Brockhöfe: Ein Landwirt erntet mit einem Roder Kartoffeln auf einem Feld (Aufnahme mit einer Drohne).

13,4 Millionen Tonnen sollen 2025 geerntet werden – so viel wie seit 25 Jahren nicht mehr. Für Verbraucher eine gute Nachricht: Die Preise fallen drastisch.

Speisekartoffeln in der Biogasanlage? Was nach unerhörter Lebensmittelverschwendung klingt, ist aktuell keine Seltenheit. Hunderte Tonnen der tollen Knolle werden in diesen Tagen vernichtet, weil es schlicht zu viele Kartoffeln gibt. Der Grund: 2025 wird in Deutschland eine Rekordernte eingefahren.

13,4 Millionen Tonnen Kartoffeln dürften hiesige Landwirte laut Bundesministerium für Landwirtschaft, Ernährung und Heimat (BMELH) aus dem Boden holen – zwei Millionen Tonnen mehr als im Durchschnitt und so viel wie seit 25 Jahren nicht mehr. „Wir haben eine massive Marktüberversorgung“, sagt der Deutsche Bauernverband.

Größere Anbauflächen verantworten Überangebot

Dabei war 2025, was die Erträge pro Hektar angeht, nicht außergewöhnlich. Durchschnittlich 400 Doppelzentner (1 Doppelzentner = 100 Kilogramm) wurden geerntet. Doch die Anbaufläche war deutlich größer. Im vergangenen Jahr wurde deutschlandweit auf rund 260.000 Hektar Kartoffeln angebaut. Dieses Jahr waren es knapp 300.000 Hektar, sagt Mark Mitschke vom Kartoffelberatungsdienst Heilbronn im Gespräch mit dieser Redaktion.

• **AUFGABEN UND ÜBUNGEN**:
1 > Wer spricht im Text über die Kartoffelernte von einer „massive[n] Marktüberversorgung“?
2 > Führe den Text über die Kartoffelernte nach seinem letzten Satz weiter.

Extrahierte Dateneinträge

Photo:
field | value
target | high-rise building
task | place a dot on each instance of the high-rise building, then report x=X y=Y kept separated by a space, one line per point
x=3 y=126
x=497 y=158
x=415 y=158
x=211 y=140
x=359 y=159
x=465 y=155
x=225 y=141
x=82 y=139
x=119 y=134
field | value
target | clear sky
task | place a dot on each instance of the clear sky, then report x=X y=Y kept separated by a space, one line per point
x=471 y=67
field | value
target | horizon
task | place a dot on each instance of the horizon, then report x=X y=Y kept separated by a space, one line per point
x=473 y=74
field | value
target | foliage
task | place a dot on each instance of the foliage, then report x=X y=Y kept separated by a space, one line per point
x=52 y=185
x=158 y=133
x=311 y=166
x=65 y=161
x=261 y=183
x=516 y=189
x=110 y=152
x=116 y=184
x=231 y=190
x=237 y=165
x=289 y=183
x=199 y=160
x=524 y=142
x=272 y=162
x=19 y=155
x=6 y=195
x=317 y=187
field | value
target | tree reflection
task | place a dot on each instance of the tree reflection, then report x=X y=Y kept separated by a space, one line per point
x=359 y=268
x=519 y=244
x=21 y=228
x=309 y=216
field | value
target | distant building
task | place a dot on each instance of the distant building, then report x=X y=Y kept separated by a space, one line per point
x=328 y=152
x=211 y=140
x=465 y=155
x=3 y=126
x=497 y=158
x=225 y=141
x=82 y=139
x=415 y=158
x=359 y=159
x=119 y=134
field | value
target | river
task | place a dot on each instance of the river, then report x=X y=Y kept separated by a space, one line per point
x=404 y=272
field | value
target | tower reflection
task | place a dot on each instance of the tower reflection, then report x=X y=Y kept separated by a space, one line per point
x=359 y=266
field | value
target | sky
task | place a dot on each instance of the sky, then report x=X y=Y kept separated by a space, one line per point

• **DIE ERGEBNISSE**:
1 > Der Deutsche Bauernverband.

2 >
Expansion beim Kartoffelanbau

Die Gründe für die Expansion sind Mitschke zufolge die Erwartung hoher Wachstumsraten im Industriekartoffelsegment. Dazu zählen Kartoffelchips, Pommes Frites, Kloßteig und Stärke. Ein weiterer Grund sind die hohen Preise der Vorjahre. Etliche Landwirte sind dieses Jahr sogar erstmals in den Kartoffelanbau eingestiegen.

„Doch diese Erwartung ist im Frühjahr dieses Jahres in sich zusammengebrochen“, sagt der Berater – unter anderem wegen der Zollpolitik der Vereinigten Staaten und eines rückläufigen Kaufverhaltens der Verbraucher. Doch da war es für ein Gegensteuern im Anbauverhalten schon zu spät. Und zwar nicht nur in Deutschland, sondern auch in den wichtigsten Kartoffelländern Nordwesteuropas.

Preise im freien Fall

Mit dem gewaltigen Überangebot sind die Preise für das wichtige Grundnahrungsmittel im freien Fall. Für Speisekartoffeln liegen die Notierungen aktuell bei rund 12,50 Euro je Doppelzentner, heißt es bei der Agrarmarkt-Informationsgesellschaft (AMI) auf Nachfrage. Wobei die Preise, abhängig von Region, Sorte und Qualität, deutlich variieren. In Überschussgebieten wie Niedersachsen, dem Hauptanbaugebiet für Kartoffeln in Deutschland, liegen sie bei rund elf Euro je Doppelzentner, im Südwesten bei knapp unter 16 Euro. Vor Jahresfrist wurden bis zu 50 Prozent mehr gezahlt.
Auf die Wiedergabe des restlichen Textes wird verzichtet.